• Task description:
Reproduce every one of the following items word for word, changing nothing.

• Task inputs:
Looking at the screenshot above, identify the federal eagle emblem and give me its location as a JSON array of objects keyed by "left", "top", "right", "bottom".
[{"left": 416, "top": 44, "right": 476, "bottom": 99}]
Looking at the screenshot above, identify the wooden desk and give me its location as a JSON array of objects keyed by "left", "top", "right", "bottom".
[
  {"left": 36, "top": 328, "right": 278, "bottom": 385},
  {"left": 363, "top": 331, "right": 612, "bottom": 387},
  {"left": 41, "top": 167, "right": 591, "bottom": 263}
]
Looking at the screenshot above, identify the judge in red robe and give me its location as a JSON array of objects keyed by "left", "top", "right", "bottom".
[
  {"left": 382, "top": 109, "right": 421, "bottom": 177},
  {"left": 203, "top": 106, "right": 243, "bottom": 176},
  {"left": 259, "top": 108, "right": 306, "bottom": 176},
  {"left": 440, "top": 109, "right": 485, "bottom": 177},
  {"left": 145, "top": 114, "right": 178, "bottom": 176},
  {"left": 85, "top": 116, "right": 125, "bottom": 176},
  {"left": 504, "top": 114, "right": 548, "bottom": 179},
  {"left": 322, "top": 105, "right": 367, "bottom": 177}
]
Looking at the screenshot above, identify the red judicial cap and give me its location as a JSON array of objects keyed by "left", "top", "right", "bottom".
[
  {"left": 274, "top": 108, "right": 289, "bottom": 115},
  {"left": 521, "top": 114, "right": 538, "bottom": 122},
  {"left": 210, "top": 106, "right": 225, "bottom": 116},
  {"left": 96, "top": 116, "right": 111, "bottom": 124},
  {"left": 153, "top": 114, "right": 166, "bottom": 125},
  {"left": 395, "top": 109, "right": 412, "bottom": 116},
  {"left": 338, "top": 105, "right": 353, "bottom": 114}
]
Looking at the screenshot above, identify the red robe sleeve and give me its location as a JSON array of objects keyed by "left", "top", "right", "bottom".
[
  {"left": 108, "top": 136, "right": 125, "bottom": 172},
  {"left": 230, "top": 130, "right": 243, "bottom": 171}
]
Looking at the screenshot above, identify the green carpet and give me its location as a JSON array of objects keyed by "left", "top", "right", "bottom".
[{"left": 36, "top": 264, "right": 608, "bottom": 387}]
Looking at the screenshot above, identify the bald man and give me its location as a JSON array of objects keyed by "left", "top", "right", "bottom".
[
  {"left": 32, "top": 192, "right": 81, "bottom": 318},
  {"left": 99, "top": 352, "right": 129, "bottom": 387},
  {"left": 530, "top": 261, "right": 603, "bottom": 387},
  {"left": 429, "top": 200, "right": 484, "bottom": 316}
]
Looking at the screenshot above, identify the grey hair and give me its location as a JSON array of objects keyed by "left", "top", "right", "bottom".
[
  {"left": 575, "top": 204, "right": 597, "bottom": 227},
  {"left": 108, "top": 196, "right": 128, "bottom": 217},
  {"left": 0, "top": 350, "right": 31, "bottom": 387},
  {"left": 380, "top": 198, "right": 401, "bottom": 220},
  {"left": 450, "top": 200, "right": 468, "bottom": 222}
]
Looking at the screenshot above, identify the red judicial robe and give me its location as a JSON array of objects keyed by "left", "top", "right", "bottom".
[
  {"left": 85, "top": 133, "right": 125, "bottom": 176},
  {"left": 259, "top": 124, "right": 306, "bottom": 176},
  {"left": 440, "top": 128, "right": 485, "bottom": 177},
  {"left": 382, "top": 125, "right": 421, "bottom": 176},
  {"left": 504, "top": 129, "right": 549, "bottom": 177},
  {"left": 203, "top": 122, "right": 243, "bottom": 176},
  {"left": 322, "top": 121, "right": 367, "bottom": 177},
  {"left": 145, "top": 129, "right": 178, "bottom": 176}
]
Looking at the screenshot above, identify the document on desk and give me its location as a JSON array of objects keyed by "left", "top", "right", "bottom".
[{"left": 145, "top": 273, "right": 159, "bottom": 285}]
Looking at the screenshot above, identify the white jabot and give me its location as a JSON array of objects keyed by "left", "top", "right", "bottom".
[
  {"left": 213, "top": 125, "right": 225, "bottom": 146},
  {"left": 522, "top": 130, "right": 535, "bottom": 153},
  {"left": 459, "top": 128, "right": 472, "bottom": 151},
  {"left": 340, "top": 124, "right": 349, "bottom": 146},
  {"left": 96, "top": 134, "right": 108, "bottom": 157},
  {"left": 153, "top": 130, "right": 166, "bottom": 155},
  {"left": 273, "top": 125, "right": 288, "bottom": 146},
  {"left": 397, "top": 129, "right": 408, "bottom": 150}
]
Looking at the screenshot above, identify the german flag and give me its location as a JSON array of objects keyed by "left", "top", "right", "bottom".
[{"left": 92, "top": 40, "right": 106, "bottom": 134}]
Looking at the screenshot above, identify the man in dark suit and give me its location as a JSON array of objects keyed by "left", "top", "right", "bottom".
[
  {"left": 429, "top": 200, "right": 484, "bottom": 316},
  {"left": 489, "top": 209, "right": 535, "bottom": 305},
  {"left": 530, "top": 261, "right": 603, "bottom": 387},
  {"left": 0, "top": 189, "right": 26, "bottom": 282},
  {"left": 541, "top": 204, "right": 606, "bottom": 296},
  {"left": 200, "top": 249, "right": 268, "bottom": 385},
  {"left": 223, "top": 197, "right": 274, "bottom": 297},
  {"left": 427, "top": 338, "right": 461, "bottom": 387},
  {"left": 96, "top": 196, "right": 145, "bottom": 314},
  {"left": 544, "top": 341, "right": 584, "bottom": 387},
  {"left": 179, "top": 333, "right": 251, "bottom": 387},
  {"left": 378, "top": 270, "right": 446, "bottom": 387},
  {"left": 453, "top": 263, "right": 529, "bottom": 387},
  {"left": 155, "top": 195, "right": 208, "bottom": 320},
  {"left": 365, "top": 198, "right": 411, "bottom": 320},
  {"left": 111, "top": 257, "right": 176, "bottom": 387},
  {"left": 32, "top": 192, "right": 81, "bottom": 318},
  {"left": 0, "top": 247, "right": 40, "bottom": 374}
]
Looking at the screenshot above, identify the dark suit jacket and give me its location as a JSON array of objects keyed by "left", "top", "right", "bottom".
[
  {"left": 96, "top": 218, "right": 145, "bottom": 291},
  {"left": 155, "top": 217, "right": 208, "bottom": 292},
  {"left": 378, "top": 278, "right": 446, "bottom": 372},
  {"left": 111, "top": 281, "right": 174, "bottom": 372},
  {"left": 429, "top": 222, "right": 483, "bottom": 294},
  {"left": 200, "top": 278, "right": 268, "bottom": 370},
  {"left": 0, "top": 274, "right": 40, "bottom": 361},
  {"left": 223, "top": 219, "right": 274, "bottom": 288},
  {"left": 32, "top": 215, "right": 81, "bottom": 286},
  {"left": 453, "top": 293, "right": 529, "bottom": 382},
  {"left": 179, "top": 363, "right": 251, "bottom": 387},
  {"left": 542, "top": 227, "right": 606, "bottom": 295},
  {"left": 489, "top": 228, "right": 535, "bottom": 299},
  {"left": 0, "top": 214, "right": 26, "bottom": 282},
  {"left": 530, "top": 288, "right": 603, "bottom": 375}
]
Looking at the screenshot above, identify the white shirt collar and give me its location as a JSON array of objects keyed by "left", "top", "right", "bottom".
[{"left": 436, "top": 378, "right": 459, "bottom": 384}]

• Written reply:
Looking at the screenshot above, identify the federal eagle emblem and give me its location as a JSON array of objects keyed by "left", "top", "right", "bottom".
[{"left": 416, "top": 44, "right": 476, "bottom": 99}]
Looking at the screenshot above, identify the wooden desk and give me its location as a JSON array of objects keyed by "left", "top", "right", "bottom".
[
  {"left": 36, "top": 328, "right": 278, "bottom": 385},
  {"left": 363, "top": 331, "right": 612, "bottom": 387},
  {"left": 41, "top": 167, "right": 591, "bottom": 263}
]
Looking at the screenshot above, identify the judge in red robe and give me its location as a JSON array of objects keyed by "left", "top", "right", "bottom".
[
  {"left": 382, "top": 109, "right": 421, "bottom": 177},
  {"left": 203, "top": 106, "right": 243, "bottom": 176},
  {"left": 259, "top": 108, "right": 306, "bottom": 176},
  {"left": 440, "top": 109, "right": 485, "bottom": 177},
  {"left": 145, "top": 114, "right": 178, "bottom": 176},
  {"left": 85, "top": 116, "right": 125, "bottom": 176},
  {"left": 504, "top": 114, "right": 548, "bottom": 179},
  {"left": 322, "top": 105, "right": 367, "bottom": 177}
]
Looking at the screenshot above, identify the red judicial cap and give me its location as a JSON array of objects keyed by "left", "top", "right", "bottom".
[
  {"left": 274, "top": 108, "right": 289, "bottom": 115},
  {"left": 521, "top": 114, "right": 538, "bottom": 122},
  {"left": 210, "top": 106, "right": 225, "bottom": 116},
  {"left": 96, "top": 116, "right": 111, "bottom": 124},
  {"left": 153, "top": 114, "right": 166, "bottom": 125},
  {"left": 395, "top": 109, "right": 412, "bottom": 116},
  {"left": 338, "top": 105, "right": 353, "bottom": 114}
]
Looking at the screenshot above, identify the red robe sleeve and give me its location as a JSON array of objects keyed by "left", "top", "right", "bottom".
[
  {"left": 108, "top": 136, "right": 125, "bottom": 172},
  {"left": 230, "top": 130, "right": 243, "bottom": 171}
]
Looking at the screenshot above, identify the green carpet and give me its location as a JSON array of objects keyed by "left", "top", "right", "bottom".
[{"left": 36, "top": 264, "right": 608, "bottom": 387}]
Looking at the screenshot above, identify the bald man and give me its location as a JSON array of objects keyed by "left", "top", "right", "bottom".
[
  {"left": 32, "top": 192, "right": 81, "bottom": 318},
  {"left": 99, "top": 352, "right": 129, "bottom": 387},
  {"left": 530, "top": 261, "right": 603, "bottom": 387},
  {"left": 429, "top": 200, "right": 484, "bottom": 316}
]
Looking at the screenshot above, identify the grey hair and give me its location as a JSON array of objects keyed by "left", "top", "right", "bottom".
[
  {"left": 575, "top": 204, "right": 597, "bottom": 227},
  {"left": 108, "top": 196, "right": 128, "bottom": 217},
  {"left": 0, "top": 350, "right": 31, "bottom": 387},
  {"left": 380, "top": 198, "right": 401, "bottom": 220},
  {"left": 450, "top": 200, "right": 468, "bottom": 222}
]
Looking at the screenshot above, identify the red judicial robe and give me its location as a JSON array of objects keyed by "left", "top", "right", "bottom".
[
  {"left": 85, "top": 133, "right": 125, "bottom": 176},
  {"left": 259, "top": 124, "right": 306, "bottom": 176},
  {"left": 440, "top": 128, "right": 485, "bottom": 177},
  {"left": 382, "top": 125, "right": 421, "bottom": 176},
  {"left": 504, "top": 129, "right": 549, "bottom": 177},
  {"left": 203, "top": 122, "right": 243, "bottom": 176},
  {"left": 322, "top": 121, "right": 367, "bottom": 177},
  {"left": 145, "top": 129, "right": 178, "bottom": 176}
]
Looking at the screenshot above, identify the document on desk and give me its location as a JSON array of objects keyed by "left", "top", "right", "bottom".
[{"left": 145, "top": 273, "right": 159, "bottom": 285}]
Looking at the screenshot above, identify the white jabot and give me its location as a JSON array of objects keyed by "left", "top", "right", "bottom".
[
  {"left": 213, "top": 125, "right": 225, "bottom": 146},
  {"left": 522, "top": 130, "right": 535, "bottom": 153},
  {"left": 459, "top": 128, "right": 472, "bottom": 151},
  {"left": 340, "top": 124, "right": 349, "bottom": 146},
  {"left": 96, "top": 134, "right": 108, "bottom": 157},
  {"left": 153, "top": 130, "right": 166, "bottom": 155},
  {"left": 273, "top": 125, "right": 288, "bottom": 146},
  {"left": 397, "top": 129, "right": 408, "bottom": 150}
]
Looking at the screenshot above, identify the german flag and give me its location as a JSON array of objects keyed by "left", "top", "right", "bottom".
[{"left": 92, "top": 40, "right": 106, "bottom": 134}]
Looking at the screenshot above, identify the man in dark suit and give me its location as a JSON array of objects keyed by "left", "top", "right", "bottom".
[
  {"left": 429, "top": 200, "right": 484, "bottom": 316},
  {"left": 489, "top": 209, "right": 535, "bottom": 305},
  {"left": 530, "top": 261, "right": 603, "bottom": 387},
  {"left": 0, "top": 189, "right": 26, "bottom": 282},
  {"left": 541, "top": 204, "right": 606, "bottom": 296},
  {"left": 200, "top": 249, "right": 268, "bottom": 385},
  {"left": 223, "top": 197, "right": 274, "bottom": 297},
  {"left": 427, "top": 338, "right": 461, "bottom": 387},
  {"left": 96, "top": 196, "right": 145, "bottom": 314},
  {"left": 544, "top": 341, "right": 584, "bottom": 387},
  {"left": 179, "top": 333, "right": 251, "bottom": 387},
  {"left": 378, "top": 270, "right": 446, "bottom": 387},
  {"left": 453, "top": 263, "right": 529, "bottom": 387},
  {"left": 155, "top": 195, "right": 208, "bottom": 320},
  {"left": 365, "top": 198, "right": 411, "bottom": 320},
  {"left": 111, "top": 257, "right": 176, "bottom": 387},
  {"left": 32, "top": 192, "right": 81, "bottom": 318},
  {"left": 0, "top": 247, "right": 40, "bottom": 374}
]
Looking at the screenshot above, identify the dark suit jacket and give me its location as a JSON array of objects keyed by "left", "top", "right", "bottom".
[
  {"left": 96, "top": 218, "right": 145, "bottom": 291},
  {"left": 155, "top": 217, "right": 208, "bottom": 292},
  {"left": 378, "top": 278, "right": 446, "bottom": 372},
  {"left": 111, "top": 281, "right": 174, "bottom": 372},
  {"left": 429, "top": 222, "right": 483, "bottom": 294},
  {"left": 200, "top": 278, "right": 268, "bottom": 370},
  {"left": 0, "top": 274, "right": 40, "bottom": 361},
  {"left": 223, "top": 219, "right": 274, "bottom": 288},
  {"left": 32, "top": 215, "right": 81, "bottom": 286},
  {"left": 453, "top": 293, "right": 529, "bottom": 382},
  {"left": 179, "top": 363, "right": 251, "bottom": 387},
  {"left": 542, "top": 227, "right": 606, "bottom": 295},
  {"left": 489, "top": 228, "right": 535, "bottom": 299},
  {"left": 0, "top": 214, "right": 26, "bottom": 282},
  {"left": 530, "top": 288, "right": 603, "bottom": 375}
]
Looking at the screenshot above, identify the white shirt collar and give me its location as a JSON array of objects keyed by "left", "top", "right", "bottom".
[{"left": 436, "top": 378, "right": 459, "bottom": 384}]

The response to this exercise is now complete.